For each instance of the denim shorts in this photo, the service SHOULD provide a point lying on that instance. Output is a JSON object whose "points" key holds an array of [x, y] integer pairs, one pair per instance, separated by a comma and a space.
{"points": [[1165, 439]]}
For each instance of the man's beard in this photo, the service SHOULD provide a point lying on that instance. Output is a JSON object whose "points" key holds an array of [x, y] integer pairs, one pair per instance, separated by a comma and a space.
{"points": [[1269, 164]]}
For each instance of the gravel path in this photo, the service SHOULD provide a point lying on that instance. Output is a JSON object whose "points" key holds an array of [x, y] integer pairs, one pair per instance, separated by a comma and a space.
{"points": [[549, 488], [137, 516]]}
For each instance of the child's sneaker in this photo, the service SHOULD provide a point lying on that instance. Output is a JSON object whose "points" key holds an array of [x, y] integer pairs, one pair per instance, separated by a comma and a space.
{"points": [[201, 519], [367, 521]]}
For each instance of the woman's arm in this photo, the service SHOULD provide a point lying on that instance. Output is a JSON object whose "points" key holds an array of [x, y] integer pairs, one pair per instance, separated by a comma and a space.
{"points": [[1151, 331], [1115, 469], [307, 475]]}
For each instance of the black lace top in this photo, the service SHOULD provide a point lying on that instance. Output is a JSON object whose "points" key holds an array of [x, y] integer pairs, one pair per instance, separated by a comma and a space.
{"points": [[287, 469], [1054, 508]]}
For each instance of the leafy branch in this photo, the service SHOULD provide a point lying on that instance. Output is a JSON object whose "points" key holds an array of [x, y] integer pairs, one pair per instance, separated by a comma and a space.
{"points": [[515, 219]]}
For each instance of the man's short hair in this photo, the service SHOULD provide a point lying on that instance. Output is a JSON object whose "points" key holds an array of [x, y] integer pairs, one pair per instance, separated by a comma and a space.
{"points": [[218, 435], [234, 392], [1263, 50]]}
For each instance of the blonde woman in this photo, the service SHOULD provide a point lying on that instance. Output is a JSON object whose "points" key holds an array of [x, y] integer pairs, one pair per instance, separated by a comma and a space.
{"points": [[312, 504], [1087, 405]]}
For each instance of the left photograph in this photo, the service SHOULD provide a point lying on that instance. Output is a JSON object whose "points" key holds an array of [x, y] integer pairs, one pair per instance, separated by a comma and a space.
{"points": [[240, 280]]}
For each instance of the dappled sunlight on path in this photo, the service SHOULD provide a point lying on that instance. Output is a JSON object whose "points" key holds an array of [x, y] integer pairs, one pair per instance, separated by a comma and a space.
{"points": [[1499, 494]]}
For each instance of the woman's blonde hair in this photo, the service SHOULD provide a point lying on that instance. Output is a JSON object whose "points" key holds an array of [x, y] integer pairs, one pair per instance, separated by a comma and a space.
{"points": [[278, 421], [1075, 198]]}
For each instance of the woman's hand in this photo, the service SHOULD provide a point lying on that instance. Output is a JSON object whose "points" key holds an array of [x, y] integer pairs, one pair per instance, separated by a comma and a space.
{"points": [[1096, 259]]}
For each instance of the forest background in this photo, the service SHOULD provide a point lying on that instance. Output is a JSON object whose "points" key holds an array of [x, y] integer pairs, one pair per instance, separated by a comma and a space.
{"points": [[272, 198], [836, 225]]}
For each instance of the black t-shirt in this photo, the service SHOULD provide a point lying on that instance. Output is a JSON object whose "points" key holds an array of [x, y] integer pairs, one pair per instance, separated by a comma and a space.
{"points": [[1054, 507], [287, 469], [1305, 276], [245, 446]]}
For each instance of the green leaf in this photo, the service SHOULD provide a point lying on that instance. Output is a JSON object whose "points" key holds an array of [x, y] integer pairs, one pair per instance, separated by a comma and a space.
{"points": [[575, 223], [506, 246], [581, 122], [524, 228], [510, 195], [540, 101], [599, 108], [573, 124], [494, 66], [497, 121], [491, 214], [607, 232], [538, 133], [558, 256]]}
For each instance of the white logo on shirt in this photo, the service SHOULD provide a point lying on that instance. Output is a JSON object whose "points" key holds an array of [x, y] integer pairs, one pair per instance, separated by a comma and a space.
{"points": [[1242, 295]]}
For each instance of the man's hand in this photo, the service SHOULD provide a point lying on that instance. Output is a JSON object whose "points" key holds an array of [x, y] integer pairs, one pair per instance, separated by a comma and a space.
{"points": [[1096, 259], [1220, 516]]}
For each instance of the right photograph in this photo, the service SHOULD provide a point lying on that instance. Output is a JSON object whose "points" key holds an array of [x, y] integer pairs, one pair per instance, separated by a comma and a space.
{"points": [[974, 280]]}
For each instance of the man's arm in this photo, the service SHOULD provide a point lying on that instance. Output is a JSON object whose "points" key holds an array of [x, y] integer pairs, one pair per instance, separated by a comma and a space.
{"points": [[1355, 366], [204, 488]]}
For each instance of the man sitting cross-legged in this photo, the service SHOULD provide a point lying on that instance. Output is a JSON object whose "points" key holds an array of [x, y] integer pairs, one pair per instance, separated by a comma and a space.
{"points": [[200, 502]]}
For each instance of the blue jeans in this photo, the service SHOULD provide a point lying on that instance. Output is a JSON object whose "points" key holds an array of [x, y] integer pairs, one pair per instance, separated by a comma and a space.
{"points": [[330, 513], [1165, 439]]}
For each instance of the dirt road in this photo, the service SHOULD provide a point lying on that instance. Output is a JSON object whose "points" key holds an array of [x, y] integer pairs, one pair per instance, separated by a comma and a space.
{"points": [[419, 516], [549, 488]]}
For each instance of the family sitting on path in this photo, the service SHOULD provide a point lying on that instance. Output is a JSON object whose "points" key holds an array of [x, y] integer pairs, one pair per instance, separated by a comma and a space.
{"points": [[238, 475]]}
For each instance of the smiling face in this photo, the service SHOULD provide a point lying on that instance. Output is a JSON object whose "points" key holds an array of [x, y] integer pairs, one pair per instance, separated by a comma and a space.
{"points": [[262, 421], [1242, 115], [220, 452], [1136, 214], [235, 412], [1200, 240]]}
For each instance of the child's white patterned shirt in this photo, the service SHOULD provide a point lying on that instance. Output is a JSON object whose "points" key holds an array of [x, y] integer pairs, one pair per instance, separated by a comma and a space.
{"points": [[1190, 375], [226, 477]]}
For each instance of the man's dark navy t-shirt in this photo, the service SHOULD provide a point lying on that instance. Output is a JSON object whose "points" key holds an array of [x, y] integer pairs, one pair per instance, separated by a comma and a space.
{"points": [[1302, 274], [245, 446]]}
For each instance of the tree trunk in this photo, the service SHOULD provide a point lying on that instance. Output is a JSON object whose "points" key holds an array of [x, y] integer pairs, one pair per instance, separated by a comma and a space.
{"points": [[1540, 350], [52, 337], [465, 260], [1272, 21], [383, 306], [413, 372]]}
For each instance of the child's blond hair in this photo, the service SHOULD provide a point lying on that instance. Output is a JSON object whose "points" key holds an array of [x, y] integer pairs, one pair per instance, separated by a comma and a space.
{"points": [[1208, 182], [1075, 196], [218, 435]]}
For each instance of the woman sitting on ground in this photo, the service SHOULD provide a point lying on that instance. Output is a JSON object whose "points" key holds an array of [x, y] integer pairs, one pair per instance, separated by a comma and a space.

──────────

(PROBLEM REQUIREMENTS):
Turn all the entries above into a numbered list with one line per item, dropping any blank lines.

(RESULT OF THE EXERCISE):
1. For each instance of the denim shorts in this photo, the service SHOULD provide a point lying on that instance. Output is a JSON object whose "points" key holds an array of [x, y] integer pairs, one pair per instance, separated by a comma and a space.
2. {"points": [[1165, 439]]}
3. For each instance of the man's beard in this photo, the service SHOULD provide a point lying on that instance. Output is a JSON object whose "points" key holds an array of [x, y] integer pairs, one pair per instance, separated by a comma and a space.
4. {"points": [[1269, 164]]}
5. For each instance of the gravel path in this photo, the service SHOULD provide a point lying on that instance. Output is a JSON object whose "points" key holds an array of [x, y] integer pairs, one pair per instance, separated by a comma and a space.
6. {"points": [[549, 488], [137, 516]]}
7. For each instance of the child's sneaker in this photo, the service SHOULD provide a point lying on that instance. Output is a JSON object whose "points" key holds an array of [x, y] integer pairs, one pair per instance, separated by a comma and a space.
8. {"points": [[201, 519], [367, 521]]}
9. For each instance of the woman's arm in this photo, the service SHOULD provide a point lying on that instance. Output is a JSON object whose "points" key holds an array of [x, y] integer pairs, one pair per instance, separated by a comma and a space.
10. {"points": [[1151, 331], [1115, 469], [307, 475]]}
11. For each instance of the black lace top in this photo, the service SHOULD provide a point lying on that instance. Output is a JSON object whose "points" key holds an array of [x, y] integer pairs, one pair per instance, separated by a comma and a space.
12. {"points": [[287, 469], [1054, 508]]}
13. For each instance of the leafy branch in this photo, the service SHOULD provide a point lying on that instance. Output is a JSON object whose "points" key holds an array of [x, y] integer pairs, one pair per instance, separated by a comma and a space.
14. {"points": [[515, 219]]}
15. For each instance of the man's short hair in this photo, the service SHOULD provide a point lying on that instance. Output is a JSON object whose "points" key holds an array of [x, y] integer pairs, one pair per instance, separated by a comma and a space.
16. {"points": [[218, 435], [234, 392], [1263, 50]]}
17. For each instance of the blonde woman in this photo, the service SHOULD provide a point lying on that instance. Output is a JSON object whose "points" key holds an array of [x, y] integer pairs, one pair per instance, separated by a comma and a space.
18. {"points": [[312, 504], [1087, 405]]}
19. For each instance of the left photograph in this photo, the service SHOULD provide a point lying on that instance. Output is a JSON object whose "points" key holds an array of [x, y] integer pairs, one pair per instance, separated by a comma and a space.
20. {"points": [[240, 280]]}
21. For each instance of the dappled sunlight on path in this photo, the service SHOULD provide a point lying on that instance. Output is a JSON object whose "points" key holds an array of [x, y] integer pairs, one pair per instance, separated by a comma and a space.
22. {"points": [[1499, 494]]}
23. For each instance of the woman's blonde hair in this photo, the service SHOULD provide a point lying on that instance. Output is a JSON object whose "points" key holds an array of [x, y] integer pairs, one pair per instance, separated by a comma and a space.
24. {"points": [[278, 421], [1075, 198]]}
25. For each instance of the woman's hand in this photo, the service SHOULD provide a point lying on that instance. Output is a JSON object whose "points" key holds an array of [x, y] integer pairs, one pair per instance, separated by a comma and a space.
26. {"points": [[1096, 259]]}
27. For each instance of the forest background in this photo, the service SHOULD provide a point lying on that instance. Output is a JSON object whose "points" key holds an array of [x, y] integer pairs, one pair per instance, separated by a comma and a space.
28. {"points": [[272, 198], [836, 225]]}
29. For each instance of the black t-shirt in this photo, the service SHOULD provide a point lying on that instance. Output is a JSON object whose "points" key holds an array of [x, y] integer pairs, one pair per instance, separated by a comma and a space.
30. {"points": [[1054, 507], [287, 469], [1305, 276], [245, 446]]}
31. For each instance of the green leaf in this photo, the service SHOULD provide a point lying on that instance. Output is a JSON object whose "points" key holds an array of [x, y] integer pairs, one pair per instance, separated by a comma and a space.
32. {"points": [[575, 223], [506, 246], [581, 122], [524, 228], [510, 195], [540, 101], [599, 108], [573, 124], [494, 66], [497, 121], [491, 214], [607, 232], [538, 133], [558, 256]]}
33. For each instance of the white logo on shirt in this photo, the service SHOULD provide a point lying on that instance. Output is a JSON object whose "points" key holds an array of [x, y] integer pairs, one pair per instance, separated by a comma and a space.
34. {"points": [[1242, 295]]}
35. For each instance of the man's hand in this photo, the service SHOULD provide a point lying on that instance. Output is a JSON object whose "points" key holds an array of [x, y] integer pairs, one pair per instance, separated by a comma and a space.
36. {"points": [[1096, 259], [1220, 516]]}
37. For each instance of the right photograph in this photo, the service SHOULD provide a point lying on that instance. Output is a JSON object whose "points" key holds an array of [x, y] integer pairs, one pair per instance, separated by a comma and a space.
38. {"points": [[974, 280]]}
39. For each instance of the man's arm in this photo, the service SHOULD provide a point lying on that instance. Output is a JSON object whose "points" key holds an array of [x, y] integer pairs, one pair per instance, separated by a comma and a space.
40. {"points": [[1355, 366], [204, 488]]}
41. For each instance of the man sitting cross-legged in this photo, the service SHOULD provide a point lying on that instance. Output is a JSON object whose "points" key holds an array of [x, y] integer pairs, one pair per instance, separated by a comma and a space.
42. {"points": [[200, 502]]}
43. For each instance of the blue jeans in this photo, the service SHOULD provide a point lying on that instance. Output is a JSON object whose "points" key holds an array of [x, y] integer pairs, one pair per instance, separated by a comma and a space.
44. {"points": [[330, 513], [1165, 439]]}
45. For each instance of the dirt road in this photo, the service SHOULD provide a point lying on that instance. Output is a JSON object whose "points" key holds an array of [x, y] integer pairs, one pair per instance, separated by a comma and a space.
46. {"points": [[419, 516], [549, 488]]}
47. For each instance of the family sitting on path in this photo, the service SHOULD provide a point lying on that instance. Output is a JSON object whose "points" key holds an array of [x, y] integer pairs, one pair per instance, separated by a comma and a space.
48. {"points": [[238, 475]]}
49. For each instance of the smiling face in this photo, the service SHOULD provide a point lying on that instance. Output is a JSON object whose "points" key holds an array of [x, y] integer pairs, one pair per instance, separated by a comma and a space.
50. {"points": [[262, 421], [1242, 115], [220, 452], [1136, 214], [235, 412], [1200, 240]]}
51. For each instance of the child's white patterned shirt in this photo, the service SHOULD provide a point lying on that instance. Output is a JSON object whose "points" key holds an array of [x, y] integer pairs, one pair per instance, separated by a comma and a space.
52. {"points": [[1190, 375], [226, 477]]}
53. For each instance of the man's dark navy t-shirt in this photo, the service SHOULD provide a point lying on that instance. Output is a JSON object whose "points" key holds an array of [x, y] integer pairs, one pair per instance, separated by a comma and a space.
54. {"points": [[1302, 274], [245, 446]]}
55. For each instance of the tree trunk in this photo, the service SHOULD provide a point lying on that instance. Output is a JSON object whose "points" key holds an array of [x, y] integer pairs, one pair per instance, separated by a comma and a space.
56. {"points": [[1540, 350], [52, 337], [465, 260], [1272, 21], [383, 306], [413, 372]]}
57. For each instance of the child's blond hair in this photo, the service SHOULD provide a point lying on that instance. Output is a JSON object whose "points" key holds an array of [x, y] integer pairs, one pair per instance, separated by a comma and a space.
58. {"points": [[1208, 182], [1075, 196], [218, 435]]}
59. For each instance of the woman sitting on ground in this photo, the service SHOULD provide a point lying on that instance. Output is a JSON object whose "points" key holds an array of [x, y] integer pairs, one pair per instance, separated by a comma and a space.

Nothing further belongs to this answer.